··· SUPPLIED RECORDS ···
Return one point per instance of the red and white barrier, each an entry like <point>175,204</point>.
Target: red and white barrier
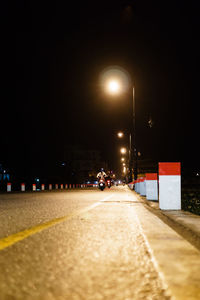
<point>151,186</point>
<point>8,186</point>
<point>137,185</point>
<point>22,187</point>
<point>142,183</point>
<point>170,186</point>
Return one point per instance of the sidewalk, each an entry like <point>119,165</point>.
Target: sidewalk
<point>186,220</point>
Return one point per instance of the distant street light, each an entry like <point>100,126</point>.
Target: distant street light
<point>123,150</point>
<point>120,134</point>
<point>116,81</point>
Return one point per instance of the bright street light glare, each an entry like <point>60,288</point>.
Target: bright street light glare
<point>113,86</point>
<point>123,150</point>
<point>120,134</point>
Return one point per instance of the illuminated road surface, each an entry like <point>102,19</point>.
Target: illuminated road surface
<point>88,244</point>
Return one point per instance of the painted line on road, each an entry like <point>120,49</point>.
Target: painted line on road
<point>17,237</point>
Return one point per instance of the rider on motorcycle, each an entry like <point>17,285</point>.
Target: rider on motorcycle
<point>101,175</point>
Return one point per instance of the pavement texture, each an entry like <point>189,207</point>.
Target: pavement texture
<point>185,221</point>
<point>108,246</point>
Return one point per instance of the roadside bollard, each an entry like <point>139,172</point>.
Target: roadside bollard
<point>170,185</point>
<point>22,187</point>
<point>152,186</point>
<point>8,186</point>
<point>143,186</point>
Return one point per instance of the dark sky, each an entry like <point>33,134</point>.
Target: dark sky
<point>53,54</point>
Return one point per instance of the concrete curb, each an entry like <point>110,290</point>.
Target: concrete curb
<point>188,224</point>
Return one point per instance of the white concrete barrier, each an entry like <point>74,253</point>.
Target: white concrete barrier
<point>136,185</point>
<point>170,185</point>
<point>131,184</point>
<point>22,187</point>
<point>152,186</point>
<point>8,186</point>
<point>143,186</point>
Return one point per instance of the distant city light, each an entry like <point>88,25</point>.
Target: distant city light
<point>113,86</point>
<point>120,134</point>
<point>123,150</point>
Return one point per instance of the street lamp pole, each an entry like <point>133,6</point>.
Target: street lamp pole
<point>134,149</point>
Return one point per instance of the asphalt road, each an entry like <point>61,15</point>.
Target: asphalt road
<point>88,244</point>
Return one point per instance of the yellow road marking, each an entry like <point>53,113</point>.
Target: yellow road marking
<point>16,237</point>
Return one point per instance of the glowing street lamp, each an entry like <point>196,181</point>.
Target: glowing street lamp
<point>117,81</point>
<point>123,150</point>
<point>120,134</point>
<point>113,86</point>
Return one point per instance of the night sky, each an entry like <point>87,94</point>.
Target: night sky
<point>52,56</point>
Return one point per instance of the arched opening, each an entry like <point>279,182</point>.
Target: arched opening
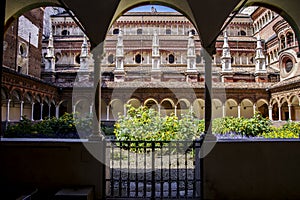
<point>231,107</point>
<point>285,112</point>
<point>116,108</point>
<point>263,108</point>
<point>199,108</point>
<point>295,108</point>
<point>82,108</point>
<point>15,106</point>
<point>116,31</point>
<point>166,107</point>
<point>217,109</point>
<point>247,110</point>
<point>63,108</point>
<point>138,58</point>
<point>151,104</point>
<point>171,58</point>
<point>183,107</point>
<point>275,112</point>
<point>134,102</point>
<point>46,108</point>
<point>4,103</point>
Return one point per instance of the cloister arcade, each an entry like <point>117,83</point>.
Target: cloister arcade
<point>110,111</point>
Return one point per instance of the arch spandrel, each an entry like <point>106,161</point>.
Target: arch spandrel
<point>94,12</point>
<point>15,8</point>
<point>288,9</point>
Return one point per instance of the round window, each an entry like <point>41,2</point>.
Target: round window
<point>289,65</point>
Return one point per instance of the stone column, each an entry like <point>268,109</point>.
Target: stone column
<point>42,107</point>
<point>74,109</point>
<point>49,111</point>
<point>57,111</point>
<point>290,112</point>
<point>125,110</point>
<point>21,109</point>
<point>91,111</point>
<point>254,109</point>
<point>32,111</point>
<point>107,113</point>
<point>223,110</point>
<point>159,110</point>
<point>8,110</point>
<point>271,113</point>
<point>279,111</point>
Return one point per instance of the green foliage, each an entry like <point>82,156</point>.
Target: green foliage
<point>246,127</point>
<point>144,124</point>
<point>65,126</point>
<point>280,133</point>
<point>288,131</point>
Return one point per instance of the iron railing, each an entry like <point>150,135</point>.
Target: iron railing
<point>154,170</point>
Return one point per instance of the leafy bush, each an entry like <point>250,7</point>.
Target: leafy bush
<point>144,124</point>
<point>246,127</point>
<point>280,133</point>
<point>63,127</point>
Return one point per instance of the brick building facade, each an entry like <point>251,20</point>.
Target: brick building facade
<point>154,59</point>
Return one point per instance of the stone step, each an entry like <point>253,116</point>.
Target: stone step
<point>80,193</point>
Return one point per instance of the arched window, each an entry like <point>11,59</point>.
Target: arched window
<point>242,33</point>
<point>110,58</point>
<point>288,65</point>
<point>23,50</point>
<point>116,31</point>
<point>65,32</point>
<point>77,59</point>
<point>290,38</point>
<point>193,32</point>
<point>138,58</point>
<point>171,59</point>
<point>139,31</point>
<point>198,59</point>
<point>57,57</point>
<point>282,42</point>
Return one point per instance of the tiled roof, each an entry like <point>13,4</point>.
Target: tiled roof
<point>294,80</point>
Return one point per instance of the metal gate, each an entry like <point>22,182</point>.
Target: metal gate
<point>154,170</point>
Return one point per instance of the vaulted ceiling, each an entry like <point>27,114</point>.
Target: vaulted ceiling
<point>207,16</point>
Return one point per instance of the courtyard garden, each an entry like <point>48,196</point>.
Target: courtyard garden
<point>144,124</point>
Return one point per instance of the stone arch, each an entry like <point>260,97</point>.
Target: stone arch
<point>183,106</point>
<point>116,108</point>
<point>82,107</point>
<point>63,107</point>
<point>134,102</point>
<point>15,105</point>
<point>4,102</point>
<point>151,103</point>
<point>199,108</point>
<point>231,107</point>
<point>262,106</point>
<point>217,109</point>
<point>280,7</point>
<point>247,110</point>
<point>294,102</point>
<point>167,107</point>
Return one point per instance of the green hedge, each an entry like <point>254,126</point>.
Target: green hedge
<point>62,127</point>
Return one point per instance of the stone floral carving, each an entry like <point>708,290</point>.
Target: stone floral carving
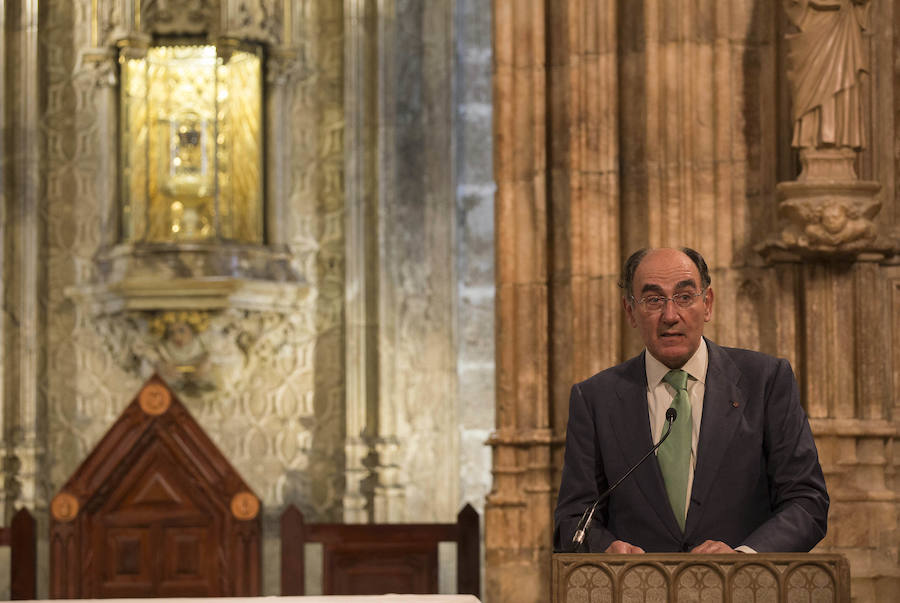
···
**WHAT TO WORK ON**
Retype everything from the start of the records down to the line containing "<point>170,186</point>", with both ends included. Leave the pictures out of your answer.

**RESPONSE FOR THIS EXERCISE**
Return one point per instance of the red and white barrier, each an entry like <point>175,204</point>.
Target: red and white barrier
<point>151,186</point>
<point>8,186</point>
<point>137,185</point>
<point>22,187</point>
<point>142,183</point>
<point>170,186</point>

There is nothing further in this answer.